::: Texto propuesto :::
Este raro y estimulante cortometraje, merecedor de una mención especial en la última edición del Festival de Cine Europeo de Sevilla, opera más en un terreno emocional que racional, del mismo modo que su narrativa tiene más que ver con el modo en que trabaja el inconsciente que con la realidad. Es decir, que si bien su poética minimalista (consistente, en gran medida, en revestir la cotidianidad de un espeso manto de extrañeza), su ambiguo y sugerente imaginario visual (forjado en base a diferentes elementos pop de los que extrae una fuerza considerable) y su un tanto hermético sentido dramático dificultan un poco su comprensión y su asimilación de cara a un público mayoritario, el poso de melancolía que deja, así como su lirismo excéntrico y surrealista, hacen que su pegada emocional sea lo que finalmente importe, dejando en el espectador un regusto reconfortante, y la sensación de haber visto un objeto cinematográfico terriblemente extraño pero muy capacitado para hablar de cosas esenciales (el amor, la amistad, la ruptura) con un lenguaje cifrado y personalísimo, es cierto, pero que llega al espectador a pesar de ello y a pesar de su arriesgado aparato narrativo, tan vocacional y abiertamente metafórico.
::: Conjunto de datos :::
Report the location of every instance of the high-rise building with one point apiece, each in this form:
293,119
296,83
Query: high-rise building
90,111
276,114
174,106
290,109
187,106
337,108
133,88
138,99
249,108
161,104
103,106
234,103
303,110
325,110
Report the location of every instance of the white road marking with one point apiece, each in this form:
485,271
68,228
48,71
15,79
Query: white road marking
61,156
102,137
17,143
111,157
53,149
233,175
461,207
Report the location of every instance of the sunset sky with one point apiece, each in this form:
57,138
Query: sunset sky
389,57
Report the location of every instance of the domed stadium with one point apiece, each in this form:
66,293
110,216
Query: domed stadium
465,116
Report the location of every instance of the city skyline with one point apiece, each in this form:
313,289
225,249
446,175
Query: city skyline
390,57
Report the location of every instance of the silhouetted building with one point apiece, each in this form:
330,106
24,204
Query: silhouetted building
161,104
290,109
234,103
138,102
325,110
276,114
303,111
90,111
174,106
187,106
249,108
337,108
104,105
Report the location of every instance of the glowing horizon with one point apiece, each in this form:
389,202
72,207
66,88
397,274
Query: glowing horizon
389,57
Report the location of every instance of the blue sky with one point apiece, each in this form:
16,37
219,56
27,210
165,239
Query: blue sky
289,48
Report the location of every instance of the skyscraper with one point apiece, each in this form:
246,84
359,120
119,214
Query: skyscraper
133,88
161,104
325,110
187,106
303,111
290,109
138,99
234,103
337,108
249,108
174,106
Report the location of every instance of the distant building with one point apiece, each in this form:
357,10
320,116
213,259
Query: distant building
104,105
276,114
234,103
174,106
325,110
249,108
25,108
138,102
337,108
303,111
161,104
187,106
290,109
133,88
:::
Continúa la reseña del cortometraje a partir de su última oración. Este material no interviene en la actividad.

Resultado del ejercicio.
Rastreando influencias, uno puede percibir, en la forma en que están confeccionados ciertos planos, algo del Godard primerizo y juguetón de Una mujer es una mujer, pero su sensibilidad estética resulta en última instancia bastante singular y difícil de emparentar con otros trabajos o directores, más allá de cierta sintonía con un cine de vanguardia de tono absurdo y toques pop. Lo que empieza de forma desconcertante, apuntando a un relato de perversión vouyerística, pronto se convierte en otra cosa menos previsible, narrando la agónica rutina diaria de un trío muy particular, mientras se puntea la narración con imágenes-símbolo y sonidos extradiegéticos que van cincelando el sentido último (y algo elusivo) de esta suerte de alegoría en torno al amor, en la que unos sufren para que otros dejen de hacerlo, como bien refleja su catártico (y, a su modo, algo desagradable) desenlace.
No estoy seguro de que el filme funcione igual de bien a todos los niveles (tal vez su asumida ambigüedad pese demasiado), pero, como apuntábamos al principio de este texto, lo que prevalece es la fuerza de las emociones que convoca a través de su surrealista planteamiento narrativo, con un uso inteligente de determinados elementos (del poderío icónico de la máscara de tigre a la curiosa función narrativa de la gelatina) que ratifican el potencial creativo (y la valentía artística) de sus máximos responsables.